## Records from a data source

* START *

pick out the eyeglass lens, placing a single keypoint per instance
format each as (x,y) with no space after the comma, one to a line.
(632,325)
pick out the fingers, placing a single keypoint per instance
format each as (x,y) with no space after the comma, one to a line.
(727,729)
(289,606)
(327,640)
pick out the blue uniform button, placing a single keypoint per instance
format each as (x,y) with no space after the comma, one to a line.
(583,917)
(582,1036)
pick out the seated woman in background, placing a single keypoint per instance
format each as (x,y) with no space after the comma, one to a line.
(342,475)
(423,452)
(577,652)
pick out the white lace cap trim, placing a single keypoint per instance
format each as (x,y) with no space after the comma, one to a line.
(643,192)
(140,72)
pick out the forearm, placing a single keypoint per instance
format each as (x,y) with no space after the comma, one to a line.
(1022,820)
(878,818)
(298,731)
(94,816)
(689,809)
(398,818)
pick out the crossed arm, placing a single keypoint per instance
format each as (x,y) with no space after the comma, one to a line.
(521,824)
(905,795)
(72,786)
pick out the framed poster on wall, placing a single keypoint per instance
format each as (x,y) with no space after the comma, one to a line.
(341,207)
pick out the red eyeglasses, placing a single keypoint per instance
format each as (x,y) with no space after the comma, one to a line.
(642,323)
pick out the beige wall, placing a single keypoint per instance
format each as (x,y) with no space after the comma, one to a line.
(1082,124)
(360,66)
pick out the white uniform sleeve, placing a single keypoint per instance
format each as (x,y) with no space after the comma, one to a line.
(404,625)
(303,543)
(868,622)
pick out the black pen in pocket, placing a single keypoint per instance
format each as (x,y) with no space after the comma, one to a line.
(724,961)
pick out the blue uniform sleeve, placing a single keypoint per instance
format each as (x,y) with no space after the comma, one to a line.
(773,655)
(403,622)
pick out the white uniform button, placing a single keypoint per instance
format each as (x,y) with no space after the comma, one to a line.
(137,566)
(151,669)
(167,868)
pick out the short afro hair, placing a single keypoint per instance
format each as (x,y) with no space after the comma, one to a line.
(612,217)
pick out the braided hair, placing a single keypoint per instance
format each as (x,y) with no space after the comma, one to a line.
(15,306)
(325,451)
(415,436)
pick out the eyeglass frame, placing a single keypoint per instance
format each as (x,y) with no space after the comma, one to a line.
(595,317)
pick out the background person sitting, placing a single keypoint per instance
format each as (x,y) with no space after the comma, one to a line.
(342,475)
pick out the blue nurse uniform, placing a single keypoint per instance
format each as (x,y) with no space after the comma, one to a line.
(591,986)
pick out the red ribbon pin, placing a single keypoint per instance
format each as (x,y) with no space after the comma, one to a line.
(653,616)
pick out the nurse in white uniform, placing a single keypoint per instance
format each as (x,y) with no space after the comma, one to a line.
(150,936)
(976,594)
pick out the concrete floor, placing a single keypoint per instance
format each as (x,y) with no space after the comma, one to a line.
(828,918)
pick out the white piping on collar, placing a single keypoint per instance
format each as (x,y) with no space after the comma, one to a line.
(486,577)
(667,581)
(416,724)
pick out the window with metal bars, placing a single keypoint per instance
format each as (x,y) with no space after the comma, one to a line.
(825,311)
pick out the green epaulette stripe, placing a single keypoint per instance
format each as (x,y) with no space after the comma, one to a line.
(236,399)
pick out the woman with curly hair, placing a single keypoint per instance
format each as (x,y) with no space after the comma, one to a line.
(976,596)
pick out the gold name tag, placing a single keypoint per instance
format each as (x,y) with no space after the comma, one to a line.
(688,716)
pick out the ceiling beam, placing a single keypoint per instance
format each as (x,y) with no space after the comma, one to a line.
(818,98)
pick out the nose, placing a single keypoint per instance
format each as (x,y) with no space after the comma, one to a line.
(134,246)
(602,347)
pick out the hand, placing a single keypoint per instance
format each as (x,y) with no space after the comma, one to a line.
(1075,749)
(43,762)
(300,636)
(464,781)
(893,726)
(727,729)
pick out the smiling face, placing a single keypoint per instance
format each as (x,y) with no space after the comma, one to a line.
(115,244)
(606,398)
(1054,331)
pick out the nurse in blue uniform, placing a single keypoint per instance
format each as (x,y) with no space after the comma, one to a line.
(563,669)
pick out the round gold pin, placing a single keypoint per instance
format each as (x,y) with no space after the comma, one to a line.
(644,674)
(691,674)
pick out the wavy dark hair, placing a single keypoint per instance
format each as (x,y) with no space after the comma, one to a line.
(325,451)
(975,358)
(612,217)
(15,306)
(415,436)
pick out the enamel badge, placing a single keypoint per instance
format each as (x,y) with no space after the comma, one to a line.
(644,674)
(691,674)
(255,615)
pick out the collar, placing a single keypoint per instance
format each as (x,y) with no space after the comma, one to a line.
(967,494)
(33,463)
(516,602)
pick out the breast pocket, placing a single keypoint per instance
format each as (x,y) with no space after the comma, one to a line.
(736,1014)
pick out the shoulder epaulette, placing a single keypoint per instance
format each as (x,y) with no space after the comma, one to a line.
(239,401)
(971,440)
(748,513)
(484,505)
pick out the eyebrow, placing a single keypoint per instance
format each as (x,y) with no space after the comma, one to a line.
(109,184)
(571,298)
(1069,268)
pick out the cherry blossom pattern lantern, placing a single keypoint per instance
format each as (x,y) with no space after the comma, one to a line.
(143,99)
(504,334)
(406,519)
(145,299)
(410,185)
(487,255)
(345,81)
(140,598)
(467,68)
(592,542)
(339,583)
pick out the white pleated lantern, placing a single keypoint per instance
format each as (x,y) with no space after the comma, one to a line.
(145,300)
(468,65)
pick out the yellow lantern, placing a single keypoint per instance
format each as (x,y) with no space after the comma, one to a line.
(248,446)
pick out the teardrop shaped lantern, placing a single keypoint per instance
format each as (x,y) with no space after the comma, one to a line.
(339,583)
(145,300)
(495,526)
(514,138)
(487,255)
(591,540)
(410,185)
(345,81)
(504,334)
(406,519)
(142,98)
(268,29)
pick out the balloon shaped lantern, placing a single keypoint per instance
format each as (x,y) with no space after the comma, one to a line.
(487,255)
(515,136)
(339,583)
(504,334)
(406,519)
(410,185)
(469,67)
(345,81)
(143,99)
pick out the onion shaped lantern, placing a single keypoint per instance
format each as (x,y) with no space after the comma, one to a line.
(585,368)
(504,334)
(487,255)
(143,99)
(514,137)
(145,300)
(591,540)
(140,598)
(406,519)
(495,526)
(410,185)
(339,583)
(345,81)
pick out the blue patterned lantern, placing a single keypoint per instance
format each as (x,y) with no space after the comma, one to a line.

* END *

## To do
Transcribe every entry exactly, omitting nothing.

## The response
pick out the eyeglass lens, placing a single keypoint per instance
format each as (x,y) with no space after the comma, one to a line.
(632,325)
pick out the fingers, placing a single keypoint per instance
format each as (x,y) with no space after the comma, one to a line.
(727,729)
(289,606)
(327,640)
pick out the blue uniform button, placing a single keypoint per instance
format each as (x,y) with no space after the comma, one to a line.
(583,917)
(582,1036)
pick out the seated woman in background, placing a single keypoint per instance
format each as (x,y) with no space after the comma, one to a line.
(342,475)
(423,452)
(577,652)
pick out the white lace cap trim, placing a single keypoint per instance
format each as (x,y) with no space after the comma, one to a line.
(643,192)
(140,72)
pick out the forearm, placing a single keypoint per instance
format each as (x,y) with no space after the comma, one to a line.
(1022,820)
(878,818)
(298,731)
(94,816)
(689,809)
(398,818)
pick out the crossed arm, placing a single keypoint per instance
format each as (x,y) with no space after the comma, one to a line.
(521,824)
(905,795)
(72,786)
pick out the framed poster on wall, placing a single keypoint per instance
format each as (x,y) with no space after the comma, one to a line.
(341,207)
pick out the red eyeglasses, placing a single keypoint per instance
format each as (x,y) with no space after the comma, one to a line.
(642,323)
pick out the beige wall, placing a single keypoint per instance
format each as (x,y) with no space after the comma, one to a line.
(1082,124)
(360,66)
pick out the white uniform sleeve, placing a single keypoint per instance
format each as (x,y) with no space after the comma, one to a line.
(404,625)
(303,543)
(868,622)
pick out the black pen in pocket, placing a single keypoint per instance
format each as (x,y) with no space after the comma, one to a line.
(724,961)
pick out the blue uniform sleeve, placing a single keypoint per instance
format each as (x,y) with no space after the comma, one to a line.
(773,655)
(403,622)
pick out the white uniform button, placing a single keypoint per instance
format each as (x,y) with no space after the comma, one to a line.
(137,566)
(151,669)
(167,868)
pick out the short afro hair, placing a single keypoint per instance
format each as (x,y) with no space after the comma, one to a line.
(612,217)
pick out the braided hair, placing a single keypoint per instance
format each as (x,y) with no space after the comma, one to a line.
(15,306)
(325,451)
(415,436)
pick out the eyeglass frame, placing a single keypoint per instance
format each as (x,y) with no space after the comma, one to a line.
(595,317)
pick out the background person sitting, placing a single keypoint per instance
format each as (x,y) with no space after the comma, one to a line.
(342,475)
pick out the blue nurse uniform, placing a single keypoint per instance
format each as (x,y) with no space after the comma, one to a line.
(591,986)
pick out the red ribbon pin, placing a single keypoint per instance
format each as (x,y) with no space after the comma, one to a line.
(653,616)
pick out the nurse in white uniform, placing a single keypoint per instance
format each as (x,y) with no space after the comma, one to a line.
(150,936)
(976,594)
pick out the concrete floor, placing a single keypoint per instance
format each as (x,y) with no space after the comma, one to a line.
(828,918)
pick out the white piping on collar, placing a single keypoint per instance
format each as (x,y) with no space after the comma, one to a line.
(486,577)
(667,581)
(416,724)
pick out the window with metal bars, placing a single keypoint per instance
format each as (x,y) with no space after the comma, one to a line.
(825,311)
pick out the green epaulette stripe, placing a single keypoint per instance
format each as (x,y) with no space after the comma, one to a line.
(236,399)
pick out the woman with curly hair, placing a single keypoint per instance
format each as (x,y) with no space after the comma, one to a line.
(976,596)
pick out the gold name tag, placing a single keypoint per instance
format each as (x,y) with no space after the comma, one to a line.
(688,716)
pick out the ceiling beam, placing a single keypoint per instance
format each as (x,y) with no space after the comma, one to a line.
(818,98)
pick out the nose, placing a single keypoint per instance
format each as (x,y) with no space after the comma, one to a line.
(134,246)
(602,347)
pick out the hand, placing a single keypoint per instance
format each as (x,y) with no space after the comma, one to a line.
(1075,749)
(43,762)
(300,636)
(464,781)
(893,726)
(727,729)
pick out the smiling face, placing a single keypoint per instance
format each as (x,y) with no space after the comma, one to a line.
(115,244)
(606,398)
(1054,331)
pick out the nurse in blue uniform, placing a single keypoint per instance
format each as (x,y) with no space after the comma, one to a line.
(563,669)
pick out the round gold pin, placing a single keypoint per instance
format each as (x,y) with no space after the comma, one to a line.
(644,674)
(691,674)
pick out the wavy dark hair, placing a single keypoint per instance
format each as (x,y) with no space after the comma, one to a line.
(325,451)
(975,358)
(612,217)
(15,306)
(415,436)
pick out the enamel badge, placing a single keypoint per instance
format each as (x,y) with no space after the comma, one to a line.
(644,674)
(691,674)
(255,615)
pick out the collar, placing a single keypoint per instance
format each as (x,y) with no space after the comma, one to a line.
(967,494)
(33,463)
(516,602)
pick out the breast pocket, placing a single keypoint per instance
format each as (x,y) with no space after the comma, one to a line.
(736,1014)
pick out the shoulder epaulette, placing a single keypoint per instance
format each as (x,y) with no space after the comma, one to a line.
(239,401)
(971,440)
(748,513)
(484,505)
pick out the eyebrow, placing a single keypoint per instance
format each as (x,y) with no space after the comma, one to a line.
(109,184)
(571,298)
(1069,268)
pick out the cherry blossom pattern lantern, placing a single keypoint per instance
format each as (x,y) with no space after the comma, one to a line.
(143,99)
(504,334)
(406,519)
(145,299)
(410,185)
(487,255)
(345,81)
(140,598)
(467,68)
(592,542)
(339,583)
pick out the white pleated lantern, placing a single keypoint per instance
format each as (x,y) with no space after the comma, one to a line.
(145,300)
(468,65)
pick out the yellow lantern, placing a single keypoint per instance
format each as (x,y) with no space after the comma, one to a line.
(248,446)
pick out the teardrop shaped lantern, placing a single keypoint per instance
format each as (x,y) with no space after the comma, one to a line.
(339,583)
(145,300)
(495,526)
(514,138)
(487,255)
(591,540)
(410,185)
(345,81)
(504,334)
(406,519)
(142,98)
(268,29)
pick out the balloon shaped lantern, placing a single keypoint per instance
format each as (x,y) with no space after the comma, one to a line.
(487,255)
(515,136)
(339,583)
(504,334)
(406,519)
(410,185)
(469,67)
(345,81)
(143,99)
pick out the onion shaped lantern, placing a single keypoint per instance
format each as (x,y) with no space after the comma, one to a line.
(585,368)
(504,334)
(487,255)
(143,99)
(514,137)
(145,300)
(591,540)
(140,598)
(406,519)
(495,526)
(410,185)
(339,583)
(345,81)
pick out the blue patterned lantern, placing a single keypoint per instance
format each as (x,y) with no space after the comma, one to a line.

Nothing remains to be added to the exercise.